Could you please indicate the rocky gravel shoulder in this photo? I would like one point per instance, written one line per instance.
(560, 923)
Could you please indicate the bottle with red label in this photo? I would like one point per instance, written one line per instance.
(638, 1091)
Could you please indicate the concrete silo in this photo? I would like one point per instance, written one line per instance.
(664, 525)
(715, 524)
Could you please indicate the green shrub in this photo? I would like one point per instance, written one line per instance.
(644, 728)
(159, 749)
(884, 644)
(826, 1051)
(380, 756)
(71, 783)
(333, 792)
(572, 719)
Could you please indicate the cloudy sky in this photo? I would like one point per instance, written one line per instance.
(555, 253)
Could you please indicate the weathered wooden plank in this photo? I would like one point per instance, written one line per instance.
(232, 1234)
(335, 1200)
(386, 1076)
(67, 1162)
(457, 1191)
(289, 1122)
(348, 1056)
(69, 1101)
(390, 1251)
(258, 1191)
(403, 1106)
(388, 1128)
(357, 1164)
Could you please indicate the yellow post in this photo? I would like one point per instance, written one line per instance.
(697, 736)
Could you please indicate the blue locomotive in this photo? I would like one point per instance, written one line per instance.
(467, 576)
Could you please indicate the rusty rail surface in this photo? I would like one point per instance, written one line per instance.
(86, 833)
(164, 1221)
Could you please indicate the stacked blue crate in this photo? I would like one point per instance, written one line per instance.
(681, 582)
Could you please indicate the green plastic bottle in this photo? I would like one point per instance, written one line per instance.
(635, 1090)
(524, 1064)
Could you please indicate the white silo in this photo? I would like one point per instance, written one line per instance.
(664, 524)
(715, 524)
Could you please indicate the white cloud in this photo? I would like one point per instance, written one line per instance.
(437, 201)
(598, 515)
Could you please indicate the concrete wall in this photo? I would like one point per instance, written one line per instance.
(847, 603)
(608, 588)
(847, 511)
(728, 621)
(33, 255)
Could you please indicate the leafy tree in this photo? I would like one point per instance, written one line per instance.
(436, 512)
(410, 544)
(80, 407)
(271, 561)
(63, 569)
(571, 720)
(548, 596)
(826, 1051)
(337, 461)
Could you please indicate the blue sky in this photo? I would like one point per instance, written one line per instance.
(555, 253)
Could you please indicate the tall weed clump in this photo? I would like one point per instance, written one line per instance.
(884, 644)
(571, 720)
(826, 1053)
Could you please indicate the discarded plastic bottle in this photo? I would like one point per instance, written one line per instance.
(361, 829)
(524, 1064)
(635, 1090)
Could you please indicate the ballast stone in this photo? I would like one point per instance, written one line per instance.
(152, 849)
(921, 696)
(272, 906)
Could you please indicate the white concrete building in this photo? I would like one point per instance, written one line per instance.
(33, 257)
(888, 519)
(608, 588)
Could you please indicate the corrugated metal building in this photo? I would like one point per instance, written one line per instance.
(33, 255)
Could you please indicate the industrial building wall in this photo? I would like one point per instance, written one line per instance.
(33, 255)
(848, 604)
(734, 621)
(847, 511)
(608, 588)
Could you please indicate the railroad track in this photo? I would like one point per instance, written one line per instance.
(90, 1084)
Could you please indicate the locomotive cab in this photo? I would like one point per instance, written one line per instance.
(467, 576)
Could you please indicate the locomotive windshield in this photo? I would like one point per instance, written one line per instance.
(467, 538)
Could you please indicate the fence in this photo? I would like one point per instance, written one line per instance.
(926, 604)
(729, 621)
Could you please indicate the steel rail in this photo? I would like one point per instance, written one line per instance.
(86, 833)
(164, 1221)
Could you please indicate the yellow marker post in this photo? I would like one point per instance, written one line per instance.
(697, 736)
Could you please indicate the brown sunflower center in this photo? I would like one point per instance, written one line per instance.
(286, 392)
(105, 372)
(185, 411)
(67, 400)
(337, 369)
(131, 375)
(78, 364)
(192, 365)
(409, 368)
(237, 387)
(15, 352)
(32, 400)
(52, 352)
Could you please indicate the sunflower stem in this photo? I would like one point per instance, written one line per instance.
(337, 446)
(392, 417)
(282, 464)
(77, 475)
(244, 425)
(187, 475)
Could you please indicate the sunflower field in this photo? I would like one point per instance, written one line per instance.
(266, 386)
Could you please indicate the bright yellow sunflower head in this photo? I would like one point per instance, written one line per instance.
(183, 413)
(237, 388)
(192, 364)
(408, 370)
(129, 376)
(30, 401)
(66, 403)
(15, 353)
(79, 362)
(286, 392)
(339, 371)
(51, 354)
■ ■ ■ ■ ■
Set each line down exactly, starting with the one that contains "Could you please indicate the sunflower field" and ending with the last line of the listing; add nothing else.

Could you please indicate the sunflower field in this photo? I would like one point per instance, written one line per instance.
(266, 386)
Could you please indicate the bright yellow sunflower head in this photo? I would like one point per instance, written one line per instance.
(183, 413)
(237, 388)
(192, 364)
(408, 370)
(129, 376)
(30, 401)
(66, 403)
(15, 353)
(79, 362)
(286, 392)
(339, 371)
(51, 354)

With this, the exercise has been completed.